> REQUEST 1
Extract from the rows below every line that contains the word "yellow".

Exodus 3:12 And He said, “Certainly I will be
with you, and this shall be the sign to you
that it is I who have sent you: when you have
brought the people out of Egypt, you shall
worship God at this mountain.”
Psalm 46:7,11 The LORD of hosts is with us;
The God of Jacob is our stronghold. Selah.
11 The LORD of hosts is with us; The God of
Jacob is our stronghold. Selah.
Matthew 1:23 “BEHOLD, THE VIRGIN SHALL BE
WITH CHILD AND SHALL BEAR A SON, AND THEY
SHALL CALL HIS NAME IMMANUEL,” which
translated means, “GOD WITH US.”
Zechariah 8:23 “Thus says the LORD of
hosts, ‘In those days ten men from all the
nations will grasp the garment of a Jew,
saying, “Let us go with you, for we have
heard that God is with you.” ’ ”
The resurrected Christ declared in Matthew
28:20 “And lo, I am with you always, even
to the end of the age.”
Acts 18:10 “for I am with you, and no
man will attack you in order to harm you,
for I have many people in this city.”
Hebrews 13:5 “I WILL NEVER DESERT YOU,
NOR WILL I EVER FORSAKE YOU.”
Christian, what joyous confidence it gives to
recall that God is with you.
That means that in whatever comes against
you, you are not alone. For the all-powerful
and all wise God of the universe goes with
you in it all.
So that day in Abraham’s life, God used an
unbelieving king to remind Abraham of that
precious truth, “God is with you in all that you
do!”
And that deep-down confidence prepared
Abraham for the king’s request that follows:
Verse 23: “now therefore, swear to me
here by God that you will not deal falsely
with me or with my offspring or with my
posterity, but according to the kindness
that I have shown to you, you shall show
to me and to the land in which you have
sojourned.”
Wow, this king Abimelech, he’s asking for a
peaceful relationship with Abraham.
He wants to hear Abraham promise that in
the future days he won’t deceive him or his
descendants.
Ouch! That serves as a fresh reminder how
Abraham had previously lied to the king’s
face which ended up putting the king in a bad
place before God.

> REQUEST 2
Summarize the passage above in two sentences.

> EXTRACTED MATERIAL
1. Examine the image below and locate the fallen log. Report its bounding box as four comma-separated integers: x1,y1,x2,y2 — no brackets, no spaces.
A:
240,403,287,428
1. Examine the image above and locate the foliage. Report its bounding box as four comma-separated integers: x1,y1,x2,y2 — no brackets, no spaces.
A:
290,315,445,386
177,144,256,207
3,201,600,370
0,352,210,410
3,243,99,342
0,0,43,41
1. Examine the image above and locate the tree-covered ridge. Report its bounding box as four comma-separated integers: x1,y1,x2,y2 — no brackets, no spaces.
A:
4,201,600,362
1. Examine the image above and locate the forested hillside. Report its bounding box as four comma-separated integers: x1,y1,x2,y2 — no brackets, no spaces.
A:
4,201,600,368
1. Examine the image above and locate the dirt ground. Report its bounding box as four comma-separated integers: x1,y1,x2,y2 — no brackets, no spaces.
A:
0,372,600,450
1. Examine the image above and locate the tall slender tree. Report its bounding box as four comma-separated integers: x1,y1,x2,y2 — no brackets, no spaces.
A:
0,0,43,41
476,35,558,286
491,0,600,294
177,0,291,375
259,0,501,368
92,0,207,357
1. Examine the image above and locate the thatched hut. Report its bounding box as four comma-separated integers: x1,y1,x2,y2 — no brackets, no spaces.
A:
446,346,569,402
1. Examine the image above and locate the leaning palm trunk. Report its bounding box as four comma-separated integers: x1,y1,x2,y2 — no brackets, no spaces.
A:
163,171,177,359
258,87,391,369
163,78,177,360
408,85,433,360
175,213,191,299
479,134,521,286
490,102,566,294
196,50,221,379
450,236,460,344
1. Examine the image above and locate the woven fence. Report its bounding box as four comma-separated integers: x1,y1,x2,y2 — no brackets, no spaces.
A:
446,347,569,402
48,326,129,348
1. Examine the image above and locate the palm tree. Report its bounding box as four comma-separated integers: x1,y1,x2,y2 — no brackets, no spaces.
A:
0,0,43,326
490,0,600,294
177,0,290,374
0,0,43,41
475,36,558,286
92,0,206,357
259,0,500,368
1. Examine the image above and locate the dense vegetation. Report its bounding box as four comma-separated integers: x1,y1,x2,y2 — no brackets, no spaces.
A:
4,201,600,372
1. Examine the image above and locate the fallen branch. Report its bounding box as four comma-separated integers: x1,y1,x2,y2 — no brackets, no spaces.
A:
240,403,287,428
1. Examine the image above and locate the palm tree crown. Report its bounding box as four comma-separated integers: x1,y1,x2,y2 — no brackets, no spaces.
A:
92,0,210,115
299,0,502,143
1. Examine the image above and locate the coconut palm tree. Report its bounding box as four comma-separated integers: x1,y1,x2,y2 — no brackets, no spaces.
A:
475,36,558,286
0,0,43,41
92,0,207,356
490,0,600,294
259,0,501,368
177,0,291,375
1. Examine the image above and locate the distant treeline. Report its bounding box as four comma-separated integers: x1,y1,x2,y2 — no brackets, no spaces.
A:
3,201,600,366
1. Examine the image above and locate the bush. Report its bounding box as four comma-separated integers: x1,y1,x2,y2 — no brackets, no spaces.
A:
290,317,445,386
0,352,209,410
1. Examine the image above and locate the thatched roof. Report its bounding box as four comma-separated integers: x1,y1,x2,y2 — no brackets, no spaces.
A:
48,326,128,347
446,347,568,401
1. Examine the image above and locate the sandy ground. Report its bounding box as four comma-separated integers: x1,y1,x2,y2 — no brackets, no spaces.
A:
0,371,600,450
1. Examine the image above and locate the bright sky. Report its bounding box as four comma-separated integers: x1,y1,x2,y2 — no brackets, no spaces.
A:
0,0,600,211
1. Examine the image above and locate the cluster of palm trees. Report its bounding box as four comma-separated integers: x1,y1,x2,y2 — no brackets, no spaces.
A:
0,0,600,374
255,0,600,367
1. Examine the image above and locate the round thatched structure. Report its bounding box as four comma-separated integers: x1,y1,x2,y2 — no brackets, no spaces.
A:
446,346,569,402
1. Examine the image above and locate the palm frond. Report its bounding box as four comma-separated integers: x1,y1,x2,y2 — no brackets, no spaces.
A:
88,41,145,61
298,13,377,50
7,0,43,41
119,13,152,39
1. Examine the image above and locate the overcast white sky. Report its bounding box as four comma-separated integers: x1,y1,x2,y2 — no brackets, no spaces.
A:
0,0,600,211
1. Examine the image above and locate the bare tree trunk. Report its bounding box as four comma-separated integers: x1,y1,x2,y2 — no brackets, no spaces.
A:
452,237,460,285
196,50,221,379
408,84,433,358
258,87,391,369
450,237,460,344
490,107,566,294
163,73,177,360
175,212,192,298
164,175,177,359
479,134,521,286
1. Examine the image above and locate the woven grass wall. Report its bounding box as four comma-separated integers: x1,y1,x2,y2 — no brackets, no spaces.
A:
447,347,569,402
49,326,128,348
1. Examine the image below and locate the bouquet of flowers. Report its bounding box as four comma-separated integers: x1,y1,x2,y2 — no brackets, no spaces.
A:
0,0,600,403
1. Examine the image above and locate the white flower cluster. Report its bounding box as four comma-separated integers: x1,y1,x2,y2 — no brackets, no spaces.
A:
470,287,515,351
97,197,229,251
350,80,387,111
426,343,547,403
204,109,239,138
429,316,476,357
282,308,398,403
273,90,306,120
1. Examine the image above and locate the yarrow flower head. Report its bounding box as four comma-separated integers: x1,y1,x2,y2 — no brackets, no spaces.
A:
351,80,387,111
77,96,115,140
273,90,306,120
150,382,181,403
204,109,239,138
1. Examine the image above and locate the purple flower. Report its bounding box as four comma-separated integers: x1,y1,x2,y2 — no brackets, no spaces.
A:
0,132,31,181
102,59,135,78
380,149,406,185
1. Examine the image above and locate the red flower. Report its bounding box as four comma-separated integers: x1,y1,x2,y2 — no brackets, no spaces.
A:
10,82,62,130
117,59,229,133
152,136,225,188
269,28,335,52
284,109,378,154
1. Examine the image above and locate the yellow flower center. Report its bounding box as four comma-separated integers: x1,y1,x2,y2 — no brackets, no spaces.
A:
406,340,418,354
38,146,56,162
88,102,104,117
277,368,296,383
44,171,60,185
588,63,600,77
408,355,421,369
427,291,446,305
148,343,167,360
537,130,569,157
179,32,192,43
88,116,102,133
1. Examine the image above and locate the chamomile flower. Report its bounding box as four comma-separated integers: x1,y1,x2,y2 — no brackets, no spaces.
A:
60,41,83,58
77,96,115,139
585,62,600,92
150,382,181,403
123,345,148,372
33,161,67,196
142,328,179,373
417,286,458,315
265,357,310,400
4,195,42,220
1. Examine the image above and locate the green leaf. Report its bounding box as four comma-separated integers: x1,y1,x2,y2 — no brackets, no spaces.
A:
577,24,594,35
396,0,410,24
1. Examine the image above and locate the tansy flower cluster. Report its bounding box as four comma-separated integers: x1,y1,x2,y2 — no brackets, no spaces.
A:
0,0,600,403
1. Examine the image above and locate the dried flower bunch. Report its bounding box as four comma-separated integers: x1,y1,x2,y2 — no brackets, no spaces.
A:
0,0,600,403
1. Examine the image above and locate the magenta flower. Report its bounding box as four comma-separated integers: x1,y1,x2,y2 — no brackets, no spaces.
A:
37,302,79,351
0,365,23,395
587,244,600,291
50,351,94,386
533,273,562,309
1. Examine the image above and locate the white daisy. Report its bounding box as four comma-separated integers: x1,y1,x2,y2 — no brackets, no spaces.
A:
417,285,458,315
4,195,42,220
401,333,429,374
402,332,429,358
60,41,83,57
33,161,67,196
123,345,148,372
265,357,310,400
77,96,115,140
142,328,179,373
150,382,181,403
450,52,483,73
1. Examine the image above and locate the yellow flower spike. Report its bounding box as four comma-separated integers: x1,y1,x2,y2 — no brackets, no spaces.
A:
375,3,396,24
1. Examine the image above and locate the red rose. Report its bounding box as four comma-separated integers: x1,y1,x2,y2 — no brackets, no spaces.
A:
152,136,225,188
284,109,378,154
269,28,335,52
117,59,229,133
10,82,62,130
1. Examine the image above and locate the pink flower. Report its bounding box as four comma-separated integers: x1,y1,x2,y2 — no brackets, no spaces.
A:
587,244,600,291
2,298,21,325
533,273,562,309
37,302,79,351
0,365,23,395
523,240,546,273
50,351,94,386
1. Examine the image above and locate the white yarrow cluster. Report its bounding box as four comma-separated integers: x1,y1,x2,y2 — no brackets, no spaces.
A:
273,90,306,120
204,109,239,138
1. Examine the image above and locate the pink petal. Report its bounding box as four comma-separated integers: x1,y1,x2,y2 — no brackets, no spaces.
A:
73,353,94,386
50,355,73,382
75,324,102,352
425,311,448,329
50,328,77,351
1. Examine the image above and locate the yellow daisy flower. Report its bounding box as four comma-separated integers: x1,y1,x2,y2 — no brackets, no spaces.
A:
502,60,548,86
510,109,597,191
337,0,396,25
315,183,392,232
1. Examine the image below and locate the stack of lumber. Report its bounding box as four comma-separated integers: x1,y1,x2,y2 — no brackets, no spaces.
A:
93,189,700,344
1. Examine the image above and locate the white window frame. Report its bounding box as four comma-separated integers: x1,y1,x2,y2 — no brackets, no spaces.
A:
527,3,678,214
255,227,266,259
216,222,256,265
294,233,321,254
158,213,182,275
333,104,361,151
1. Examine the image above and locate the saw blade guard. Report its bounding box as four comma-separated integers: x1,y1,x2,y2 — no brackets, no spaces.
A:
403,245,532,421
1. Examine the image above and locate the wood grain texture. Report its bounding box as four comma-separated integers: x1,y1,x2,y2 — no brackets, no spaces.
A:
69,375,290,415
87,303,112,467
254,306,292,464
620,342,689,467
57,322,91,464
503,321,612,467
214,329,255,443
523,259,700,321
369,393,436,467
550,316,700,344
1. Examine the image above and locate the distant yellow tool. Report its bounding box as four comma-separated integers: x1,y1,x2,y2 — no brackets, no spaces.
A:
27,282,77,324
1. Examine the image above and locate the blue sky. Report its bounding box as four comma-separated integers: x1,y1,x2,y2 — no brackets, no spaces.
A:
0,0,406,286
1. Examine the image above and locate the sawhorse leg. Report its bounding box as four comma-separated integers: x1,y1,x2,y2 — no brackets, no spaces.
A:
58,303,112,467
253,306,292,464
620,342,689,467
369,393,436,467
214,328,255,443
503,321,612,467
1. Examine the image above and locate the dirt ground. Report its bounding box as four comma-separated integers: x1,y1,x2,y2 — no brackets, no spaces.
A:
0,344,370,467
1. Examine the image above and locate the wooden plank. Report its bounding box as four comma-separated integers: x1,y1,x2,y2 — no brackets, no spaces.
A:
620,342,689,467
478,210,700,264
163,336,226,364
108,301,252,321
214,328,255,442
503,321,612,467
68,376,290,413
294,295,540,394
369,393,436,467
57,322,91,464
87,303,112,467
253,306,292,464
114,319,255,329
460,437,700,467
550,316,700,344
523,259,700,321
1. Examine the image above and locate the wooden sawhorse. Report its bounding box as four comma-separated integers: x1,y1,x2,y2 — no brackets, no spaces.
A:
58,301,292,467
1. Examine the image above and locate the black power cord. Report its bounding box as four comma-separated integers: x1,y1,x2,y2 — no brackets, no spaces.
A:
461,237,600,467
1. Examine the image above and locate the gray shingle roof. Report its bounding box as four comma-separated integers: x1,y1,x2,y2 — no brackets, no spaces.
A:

> EXPECTED ANSWER 1
1. Examine the image above and locate the yellow flower center. Report its bounding box as four comma-separated integers: x1,y1,x2,y2 — no brackets, no spaces.
1. Examine the image above and locate the yellow flower spike. Report its bounding box as four comma-separated integers: x1,y1,x2,y2 — no brackets, no spaces.
1. Examine the image above and locate the yellow daisy flower. Report its bounding box as four comma-separated integers: x1,y1,x2,y2 — no brackets, no spaces.
1. Examine the image above and locate the distant yellow tool. Report its bounding box as four comma-separated integers: x1,y1,x2,y2 — no brackets, no spaces.

> EXPECTED ANSWER 2
The passage cites verses from Exodus, Psalms, Matthew, Zechariah, Acts and Hebrews declaring that God is with his people, and it tells Christians that this means they are never alone because the all-powerful and all-wise God goes with them. It says God used an unbelieving king to remind Abraham of that truth, which prepared him for King Abimelech's request that Abraham swear not to deal falsely with him or his descendants, a request that recalls how Abraham had previously lied to the king.